The Heaviest Thing on Your Page Is Probably an Image

When we open any web page, we see text, buttons, animations, and maybe some videos. But the heaviest thing on that page is almost always an image. It is not a video, it is not a font, it is not a JavaScript bundle. It is an image file.

You can try opening browser DevTools on any website, go to the Network tab, filter by Img, and sort by file size. Chances are you’ll find something surprising: a handful of image files dwarfing everything else on the page. The JavaScript, the CSS, the fonts, all of it combined often weighs less than a single hero photograph.

This is not an accident. According to the HTTP Archive’s 2025 Web Almanach, the median desktop page now weighs 2.9 MB and has been growing by roughly 7 to 8 percent every year. Images account for over 1 MB of that, more than JavaScript in raw bytes, despite JavaScript getting all the performance attention. On mobile, where connections are slower and CPUs are weaker, the same images arrive with the same byte count.

Most developers have felt this problem. A page that loads instantly on a local dev server with a fast machine and a wired connection behaves very differently for a user on a mid-range phone, on 4G, in a country where network latency is high. The gap between “it works fine for me” and “it’s too slow for real users” is often explained entirely by images.

What’s less obvious is that compression is only half the answer. Sometimes it’s not even the more important half.

There Are Two Completely Different Ways an Image Can Be Too Big

When developers think about image optimization, they usually think about compression: run the file through a tool, reduce the quality setting, make the bytes smaller. That is a legitimate and important technique. But it is not where the biggest savings come from on most sites.

= = = = = = =

## WHAT TO WORK ON
Continue the article on image weight from where it stops.

## SOURCE DATA
= = = = = = =

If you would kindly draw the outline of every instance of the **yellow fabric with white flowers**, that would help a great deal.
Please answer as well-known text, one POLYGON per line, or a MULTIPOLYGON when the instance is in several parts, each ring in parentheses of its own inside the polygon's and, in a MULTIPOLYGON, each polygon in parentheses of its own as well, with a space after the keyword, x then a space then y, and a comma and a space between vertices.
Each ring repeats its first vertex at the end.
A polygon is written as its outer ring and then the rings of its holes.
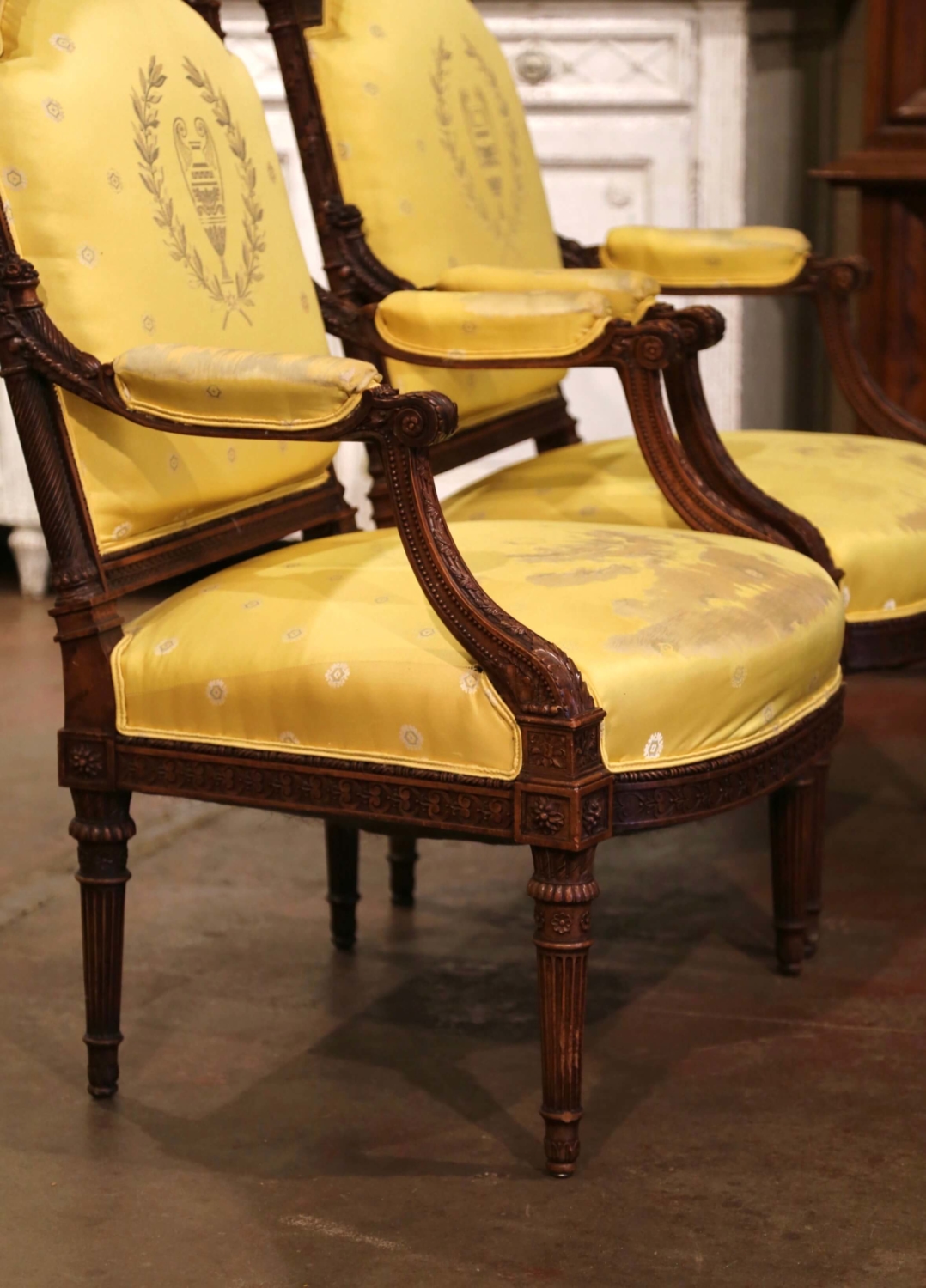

= = = = = = =

## IN RESPONSE
The two problems are distinct and need to be tackled in the right order:

1: The image is the wrong size for its container

The dimensions of the image file are much larger than the dimensions of the element it renders in. This is the most common problem, and it is the one that causes the most waste. I have seen cases where “developers” (mean designers) were sending 2,400 pixels of image to a browser element that will render it at 600 pixels wide. The browser downloads all 2,400 pixels, decodes all 2,400 pixels into memory, and then scales the image down for display. The extra pixels were never shown to the user. They were wasted entirely.

2: The image is the right size but encoded inefficiently

The dimensions are appropriate, but the file format is outdated (a JPEG from 2012), the quality setting is set at 100 “just to be safe”, or the file has never been compressed since it came out of a camera or design tool.

Both problems waste bandwidth. The first problem wastes far more of it, and it affects every single visitor to your site regardless of their device or connection speed.

Sizing first, compression second

The correct order is always to serve the right dimensions, then compress those dimensions efficiently. Compressing a 2,400px image that should be 400px wide still delivers five times more pixels than the browser will ever use. No amount of compression fixes that.

The Sizing Problem in Real Numbers

Let’s make this concrete, because the numbers are striking enough to change how you think about this permanently.

Take a photograph downloaded from Unsplash or exported from a camera. A typical DSLR shoots at around 7,000 by 4,700 pixels and produces a JPEG of roughly 4 to 5 MB. A photographer might export that file and a developer might drop it straight into a project as a hero image or a blog post illustration.

That image will be displayed at a maximum of around 1,200 to 1,400 pixels wide on most desktop layouts, and at 375 to 430 pixels wide on a typical mobile phone screen. The gap between the original and what actually gets rendered on mobile is not small.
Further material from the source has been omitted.